In the stretch from the line containing "Question. For every instance of the bee wing" through the end of the records, replace "bee wing" with "insect wing" and give those lines again with everything else left as it is.

Point labeling records
....................

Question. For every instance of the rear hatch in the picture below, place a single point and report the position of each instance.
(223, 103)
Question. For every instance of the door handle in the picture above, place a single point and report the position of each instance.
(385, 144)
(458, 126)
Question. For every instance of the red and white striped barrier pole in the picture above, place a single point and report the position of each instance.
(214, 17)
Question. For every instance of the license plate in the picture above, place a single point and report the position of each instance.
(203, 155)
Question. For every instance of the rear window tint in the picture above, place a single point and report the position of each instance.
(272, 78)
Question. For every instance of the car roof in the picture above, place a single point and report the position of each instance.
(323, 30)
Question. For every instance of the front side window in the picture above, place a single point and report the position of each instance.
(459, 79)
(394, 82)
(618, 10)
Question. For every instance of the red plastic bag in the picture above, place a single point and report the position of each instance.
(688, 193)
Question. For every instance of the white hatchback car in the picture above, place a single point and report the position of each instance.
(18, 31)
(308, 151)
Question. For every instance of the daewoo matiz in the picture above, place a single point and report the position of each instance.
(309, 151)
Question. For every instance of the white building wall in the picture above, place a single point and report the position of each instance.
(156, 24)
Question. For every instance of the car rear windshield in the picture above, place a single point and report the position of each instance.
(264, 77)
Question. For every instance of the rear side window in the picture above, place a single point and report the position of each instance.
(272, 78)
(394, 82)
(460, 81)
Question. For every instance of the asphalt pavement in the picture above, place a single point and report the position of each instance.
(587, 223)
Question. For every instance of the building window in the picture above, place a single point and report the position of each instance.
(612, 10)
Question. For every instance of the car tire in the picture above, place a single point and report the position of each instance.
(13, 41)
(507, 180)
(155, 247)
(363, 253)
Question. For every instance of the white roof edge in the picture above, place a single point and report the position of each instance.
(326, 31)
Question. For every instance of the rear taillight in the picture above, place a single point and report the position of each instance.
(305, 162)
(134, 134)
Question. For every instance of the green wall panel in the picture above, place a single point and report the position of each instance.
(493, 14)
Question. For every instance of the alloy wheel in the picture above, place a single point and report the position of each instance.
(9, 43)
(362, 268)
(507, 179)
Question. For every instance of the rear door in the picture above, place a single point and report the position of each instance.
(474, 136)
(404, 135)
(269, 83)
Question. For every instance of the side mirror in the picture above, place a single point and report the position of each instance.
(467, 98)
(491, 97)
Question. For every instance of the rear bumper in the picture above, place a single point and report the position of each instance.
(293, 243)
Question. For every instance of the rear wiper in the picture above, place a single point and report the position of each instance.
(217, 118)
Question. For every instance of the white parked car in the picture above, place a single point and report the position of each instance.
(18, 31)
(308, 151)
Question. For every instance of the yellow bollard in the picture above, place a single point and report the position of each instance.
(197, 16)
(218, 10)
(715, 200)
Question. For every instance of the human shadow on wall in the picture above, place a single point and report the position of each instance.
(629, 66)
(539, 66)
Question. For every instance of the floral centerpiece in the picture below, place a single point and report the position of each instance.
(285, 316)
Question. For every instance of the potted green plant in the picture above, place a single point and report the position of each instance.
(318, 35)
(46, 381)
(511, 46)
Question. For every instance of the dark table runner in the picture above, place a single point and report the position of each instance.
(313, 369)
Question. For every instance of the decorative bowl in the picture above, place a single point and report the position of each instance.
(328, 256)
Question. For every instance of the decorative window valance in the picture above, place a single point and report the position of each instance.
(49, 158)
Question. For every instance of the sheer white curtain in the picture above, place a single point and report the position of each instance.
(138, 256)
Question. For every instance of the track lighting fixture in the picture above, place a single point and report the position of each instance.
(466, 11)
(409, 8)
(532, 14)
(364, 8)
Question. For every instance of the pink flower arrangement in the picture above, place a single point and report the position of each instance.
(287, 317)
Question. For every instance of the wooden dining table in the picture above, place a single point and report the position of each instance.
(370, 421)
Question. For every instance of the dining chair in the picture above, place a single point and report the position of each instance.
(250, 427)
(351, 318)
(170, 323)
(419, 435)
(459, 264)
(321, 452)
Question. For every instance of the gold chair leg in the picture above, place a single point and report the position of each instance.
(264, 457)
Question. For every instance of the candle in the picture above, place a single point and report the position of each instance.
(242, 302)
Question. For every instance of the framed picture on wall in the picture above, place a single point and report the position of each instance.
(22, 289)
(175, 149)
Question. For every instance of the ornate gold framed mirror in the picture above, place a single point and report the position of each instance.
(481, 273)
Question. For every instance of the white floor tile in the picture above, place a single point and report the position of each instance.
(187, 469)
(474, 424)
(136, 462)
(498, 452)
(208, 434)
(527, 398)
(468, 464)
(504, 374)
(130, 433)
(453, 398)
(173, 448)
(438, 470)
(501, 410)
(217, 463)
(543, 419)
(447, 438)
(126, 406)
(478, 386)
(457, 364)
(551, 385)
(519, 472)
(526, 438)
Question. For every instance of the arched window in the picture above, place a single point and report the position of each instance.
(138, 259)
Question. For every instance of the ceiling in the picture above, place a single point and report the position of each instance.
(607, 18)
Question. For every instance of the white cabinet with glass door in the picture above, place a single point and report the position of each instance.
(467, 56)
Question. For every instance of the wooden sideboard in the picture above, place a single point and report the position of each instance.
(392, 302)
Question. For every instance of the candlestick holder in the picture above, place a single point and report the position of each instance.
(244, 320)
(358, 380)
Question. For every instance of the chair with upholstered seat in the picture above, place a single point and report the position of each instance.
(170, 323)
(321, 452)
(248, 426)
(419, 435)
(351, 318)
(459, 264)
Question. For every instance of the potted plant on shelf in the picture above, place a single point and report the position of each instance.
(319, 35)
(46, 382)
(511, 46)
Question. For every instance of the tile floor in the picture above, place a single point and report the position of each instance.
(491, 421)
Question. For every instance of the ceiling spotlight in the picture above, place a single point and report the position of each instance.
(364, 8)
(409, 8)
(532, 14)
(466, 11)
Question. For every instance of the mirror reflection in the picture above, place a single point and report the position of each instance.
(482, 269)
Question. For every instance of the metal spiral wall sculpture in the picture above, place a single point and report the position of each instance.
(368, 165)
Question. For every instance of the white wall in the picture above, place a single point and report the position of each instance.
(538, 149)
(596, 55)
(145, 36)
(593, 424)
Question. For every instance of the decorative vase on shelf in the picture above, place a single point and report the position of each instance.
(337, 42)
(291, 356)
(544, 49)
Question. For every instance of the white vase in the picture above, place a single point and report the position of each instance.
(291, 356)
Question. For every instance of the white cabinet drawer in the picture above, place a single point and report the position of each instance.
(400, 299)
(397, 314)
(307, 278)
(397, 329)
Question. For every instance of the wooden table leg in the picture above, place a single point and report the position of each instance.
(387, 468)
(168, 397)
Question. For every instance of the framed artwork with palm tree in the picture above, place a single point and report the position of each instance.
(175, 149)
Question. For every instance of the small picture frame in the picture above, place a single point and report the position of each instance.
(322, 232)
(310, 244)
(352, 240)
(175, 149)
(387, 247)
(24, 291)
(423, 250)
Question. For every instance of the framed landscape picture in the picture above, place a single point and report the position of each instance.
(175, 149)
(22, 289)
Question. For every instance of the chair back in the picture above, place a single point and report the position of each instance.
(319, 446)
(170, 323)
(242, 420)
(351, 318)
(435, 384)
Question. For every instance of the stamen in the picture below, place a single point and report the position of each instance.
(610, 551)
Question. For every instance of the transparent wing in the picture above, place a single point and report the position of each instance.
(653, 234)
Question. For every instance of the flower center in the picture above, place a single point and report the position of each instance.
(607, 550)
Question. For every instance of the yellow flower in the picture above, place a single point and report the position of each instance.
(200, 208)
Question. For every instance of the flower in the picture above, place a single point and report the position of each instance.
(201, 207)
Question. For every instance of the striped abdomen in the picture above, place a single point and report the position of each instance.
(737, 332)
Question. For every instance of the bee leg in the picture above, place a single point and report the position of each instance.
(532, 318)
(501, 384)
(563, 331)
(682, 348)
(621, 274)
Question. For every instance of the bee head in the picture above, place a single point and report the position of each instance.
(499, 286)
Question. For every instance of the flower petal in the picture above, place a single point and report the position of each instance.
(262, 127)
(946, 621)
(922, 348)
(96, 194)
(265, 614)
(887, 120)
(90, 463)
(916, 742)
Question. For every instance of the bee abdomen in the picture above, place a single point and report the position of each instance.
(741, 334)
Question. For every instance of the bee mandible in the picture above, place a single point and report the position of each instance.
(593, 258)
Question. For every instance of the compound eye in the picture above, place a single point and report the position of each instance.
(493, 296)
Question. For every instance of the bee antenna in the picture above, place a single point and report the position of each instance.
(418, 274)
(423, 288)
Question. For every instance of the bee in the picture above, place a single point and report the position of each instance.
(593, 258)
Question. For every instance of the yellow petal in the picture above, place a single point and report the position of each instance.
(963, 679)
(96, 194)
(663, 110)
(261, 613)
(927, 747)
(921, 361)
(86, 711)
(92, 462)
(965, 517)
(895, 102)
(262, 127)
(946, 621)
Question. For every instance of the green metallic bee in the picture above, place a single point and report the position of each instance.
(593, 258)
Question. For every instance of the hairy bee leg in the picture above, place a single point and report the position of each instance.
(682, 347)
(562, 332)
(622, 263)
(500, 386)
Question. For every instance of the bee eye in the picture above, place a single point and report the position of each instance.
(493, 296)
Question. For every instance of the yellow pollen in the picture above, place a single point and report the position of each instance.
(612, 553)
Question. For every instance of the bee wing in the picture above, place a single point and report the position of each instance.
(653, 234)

....................

Reply:
Question. For every instance of the insect wing in the picture above, place a single point and report the position of each instance.
(653, 234)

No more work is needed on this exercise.